** START OF Given data **

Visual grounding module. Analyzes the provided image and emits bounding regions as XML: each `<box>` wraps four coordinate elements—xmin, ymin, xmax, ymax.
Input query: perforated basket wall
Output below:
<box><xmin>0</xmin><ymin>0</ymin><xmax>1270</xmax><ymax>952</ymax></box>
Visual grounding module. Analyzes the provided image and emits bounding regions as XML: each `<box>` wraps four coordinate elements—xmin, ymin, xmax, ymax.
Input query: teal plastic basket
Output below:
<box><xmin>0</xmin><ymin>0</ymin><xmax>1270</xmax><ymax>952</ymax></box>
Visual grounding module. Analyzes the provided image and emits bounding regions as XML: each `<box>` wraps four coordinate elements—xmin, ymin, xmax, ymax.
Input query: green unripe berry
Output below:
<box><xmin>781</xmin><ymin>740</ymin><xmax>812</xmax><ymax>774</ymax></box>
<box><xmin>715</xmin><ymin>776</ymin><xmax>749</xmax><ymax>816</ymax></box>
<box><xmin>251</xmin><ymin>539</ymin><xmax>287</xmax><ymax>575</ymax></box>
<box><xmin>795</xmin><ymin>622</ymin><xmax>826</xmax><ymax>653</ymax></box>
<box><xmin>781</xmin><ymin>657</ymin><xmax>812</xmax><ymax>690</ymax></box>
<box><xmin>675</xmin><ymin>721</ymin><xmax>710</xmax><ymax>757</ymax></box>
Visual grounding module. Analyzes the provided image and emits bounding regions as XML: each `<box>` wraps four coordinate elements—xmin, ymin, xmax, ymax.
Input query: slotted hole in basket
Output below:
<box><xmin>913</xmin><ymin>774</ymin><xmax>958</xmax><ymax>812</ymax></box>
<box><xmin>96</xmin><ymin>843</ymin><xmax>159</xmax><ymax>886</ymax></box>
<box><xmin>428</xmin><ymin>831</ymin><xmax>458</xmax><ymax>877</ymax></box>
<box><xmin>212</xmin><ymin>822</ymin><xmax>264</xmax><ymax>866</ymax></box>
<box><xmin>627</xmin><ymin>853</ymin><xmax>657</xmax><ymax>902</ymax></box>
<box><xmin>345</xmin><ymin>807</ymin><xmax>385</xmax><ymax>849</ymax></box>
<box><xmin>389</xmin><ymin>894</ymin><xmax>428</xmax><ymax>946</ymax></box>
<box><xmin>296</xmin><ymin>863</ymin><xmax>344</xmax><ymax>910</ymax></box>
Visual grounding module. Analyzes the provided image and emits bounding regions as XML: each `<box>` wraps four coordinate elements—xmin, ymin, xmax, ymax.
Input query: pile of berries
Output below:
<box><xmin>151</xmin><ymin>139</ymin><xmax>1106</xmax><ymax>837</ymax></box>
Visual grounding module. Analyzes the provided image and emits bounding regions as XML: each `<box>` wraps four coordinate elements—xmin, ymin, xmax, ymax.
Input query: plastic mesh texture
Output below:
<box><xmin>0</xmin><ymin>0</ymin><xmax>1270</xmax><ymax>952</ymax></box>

** END OF Given data **

• [Work to complete]: Make an exact copy of the records.

• [Completed task]:
Visual grounding module. Analyzes the provided image and emits bounding regions as XML: each `<box>` wraps four coordinate elements—xmin, ymin, xmax, ymax.
Input query: perforated basket wall
Output below:
<box><xmin>0</xmin><ymin>0</ymin><xmax>1270</xmax><ymax>952</ymax></box>
Visual grounding module. Analyzes the provided image and emits bounding regions as XML: each `<box>` wraps four coordinate elements—xmin, ymin, xmax, ymax.
Input query: teal plastic basket
Output below:
<box><xmin>0</xmin><ymin>0</ymin><xmax>1270</xmax><ymax>952</ymax></box>
Visual grounding module. Analyzes the provided image and emits bounding regions as XML: each `<box>` wraps four coordinate elements—xmin, ymin, xmax, ymax.
Input query: green unripe berry
Output below:
<box><xmin>781</xmin><ymin>740</ymin><xmax>812</xmax><ymax>774</ymax></box>
<box><xmin>715</xmin><ymin>776</ymin><xmax>749</xmax><ymax>816</ymax></box>
<box><xmin>251</xmin><ymin>539</ymin><xmax>287</xmax><ymax>575</ymax></box>
<box><xmin>795</xmin><ymin>622</ymin><xmax>826</xmax><ymax>653</ymax></box>
<box><xmin>781</xmin><ymin>657</ymin><xmax>812</xmax><ymax>690</ymax></box>
<box><xmin>675</xmin><ymin>721</ymin><xmax>710</xmax><ymax>757</ymax></box>
Visual grounding module. Analyzes the provided image and emits bounding regions as XML: each `<box>` wraps four coordinate elements—xmin, ymin, xmax, ymax.
Input query: slotted hole in basket
Output below:
<box><xmin>913</xmin><ymin>774</ymin><xmax>958</xmax><ymax>812</ymax></box>
<box><xmin>96</xmin><ymin>843</ymin><xmax>159</xmax><ymax>886</ymax></box>
<box><xmin>428</xmin><ymin>831</ymin><xmax>458</xmax><ymax>877</ymax></box>
<box><xmin>212</xmin><ymin>822</ymin><xmax>264</xmax><ymax>866</ymax></box>
<box><xmin>627</xmin><ymin>853</ymin><xmax>657</xmax><ymax>902</ymax></box>
<box><xmin>345</xmin><ymin>807</ymin><xmax>385</xmax><ymax>849</ymax></box>
<box><xmin>389</xmin><ymin>894</ymin><xmax>428</xmax><ymax>946</ymax></box>
<box><xmin>296</xmin><ymin>863</ymin><xmax>344</xmax><ymax>910</ymax></box>
Visual grounding module. Analyzes the provided image and emits bounding regions as XML: each `<box>` wraps four coordinate elements—xmin, ymin, xmax, ymax.
Input query: pile of berries
Output below:
<box><xmin>151</xmin><ymin>139</ymin><xmax>1106</xmax><ymax>837</ymax></box>
Visual grounding module. Analyzes the provided image and emits bounding regions as XML: each `<box>` wraps four coordinate elements—xmin, ymin, xmax, ymax.
Input query: plastic mesh texture
Output below:
<box><xmin>0</xmin><ymin>0</ymin><xmax>1270</xmax><ymax>952</ymax></box>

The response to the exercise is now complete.